## What you have to do:
I'd like the entries reproduced exactly, with all pictures omitted.

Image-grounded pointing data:
━━━━━━━━━━━━━━━━

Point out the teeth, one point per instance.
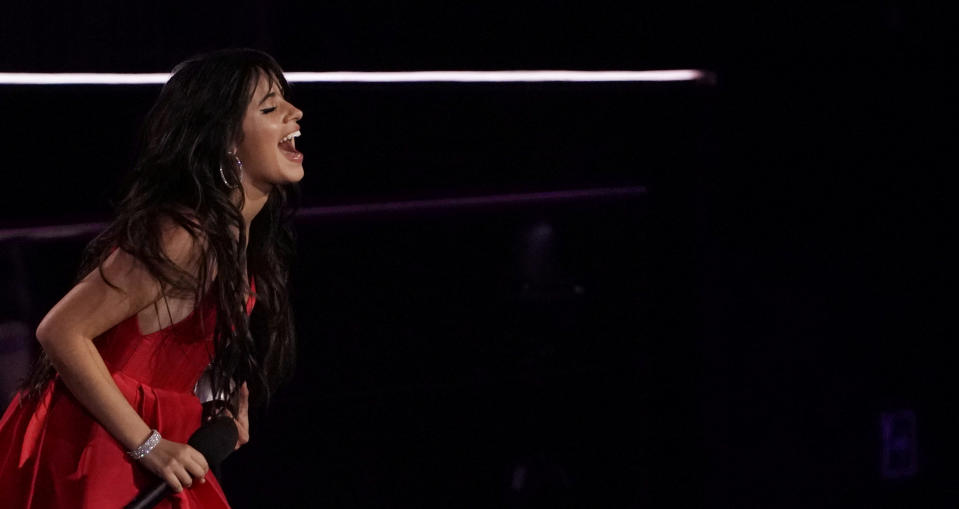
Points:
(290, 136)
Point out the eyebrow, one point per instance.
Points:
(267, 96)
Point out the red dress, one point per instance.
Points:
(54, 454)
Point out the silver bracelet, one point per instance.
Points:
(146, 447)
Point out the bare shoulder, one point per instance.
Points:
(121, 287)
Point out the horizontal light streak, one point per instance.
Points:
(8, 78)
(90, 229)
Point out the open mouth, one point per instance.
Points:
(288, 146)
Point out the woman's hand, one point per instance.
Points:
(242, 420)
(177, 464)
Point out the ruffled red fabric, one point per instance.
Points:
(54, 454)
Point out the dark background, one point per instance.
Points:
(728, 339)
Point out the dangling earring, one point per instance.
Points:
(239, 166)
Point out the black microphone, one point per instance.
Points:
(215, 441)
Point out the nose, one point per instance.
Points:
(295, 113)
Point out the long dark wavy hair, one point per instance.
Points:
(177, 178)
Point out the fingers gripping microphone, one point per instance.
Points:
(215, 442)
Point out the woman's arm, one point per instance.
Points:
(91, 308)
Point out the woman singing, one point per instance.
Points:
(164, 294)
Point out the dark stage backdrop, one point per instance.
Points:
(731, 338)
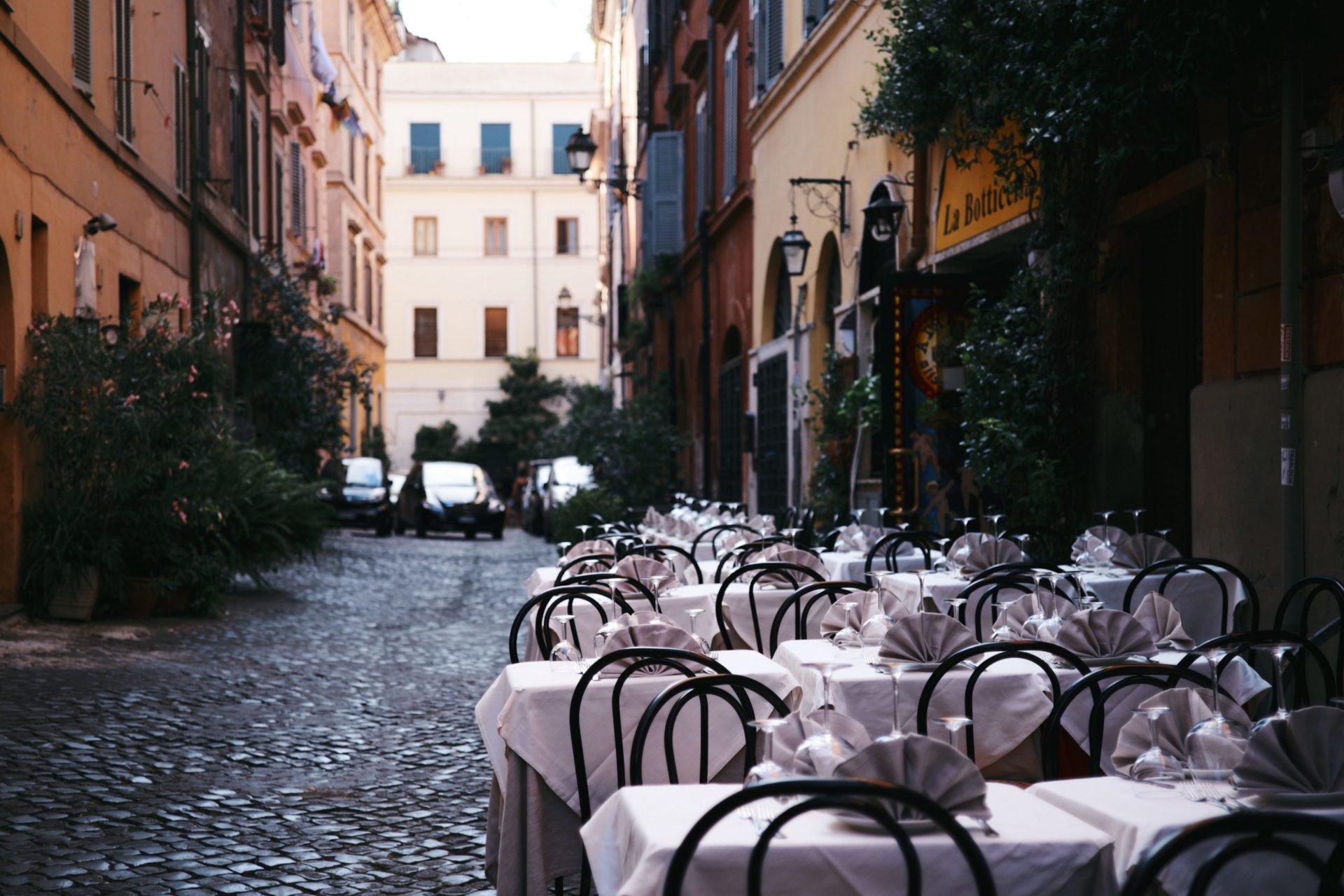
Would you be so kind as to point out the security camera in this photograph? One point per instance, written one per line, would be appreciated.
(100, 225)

━━━━━━━━━━━━━━━━

## Reply:
Point out the teeth, one point per instance.
Points:
(290, 136)
Point out the eyebrow, one point per instance.
Points:
(267, 96)
Point out the red dress, one point per instance.
Points:
(54, 454)
Point out the silver bracelet, one point per instance.
Points:
(146, 447)
Point out the bare shoulder, one point per instance.
Points:
(121, 287)
Point out the horizontal light streak, one point per instance.
Points:
(8, 78)
(90, 229)
Point out the open mouth, one point per instance.
Points:
(288, 146)
Point out the woman's hand, one point per instance.
Points:
(242, 420)
(177, 464)
Point out the ruffled red fabric, one point per instance.
Points:
(54, 454)
Point out the dark background, one point per instance.
Points:
(728, 339)
Point out the dangling earring, one point per instance.
Points:
(239, 166)
Point out the black microphone, one point per instance.
Points:
(215, 441)
Point out the nose, one point per instance.
Points:
(295, 113)
Point out the long dark wavy hair, one point per instance.
Points:
(177, 178)
Point out the fingers gripping microphone, one point per instance.
Points:
(215, 442)
Point out the woman's arm, one point per instance.
Points:
(91, 308)
Point out the woman singing, one point per instance.
Points:
(164, 294)
Point out the dark stage backdrop, one point per instance.
Points:
(731, 338)
Would you be so kind as to point out the security camera in this photograph? One point per instance, written one per line, would be appreciated.
(100, 225)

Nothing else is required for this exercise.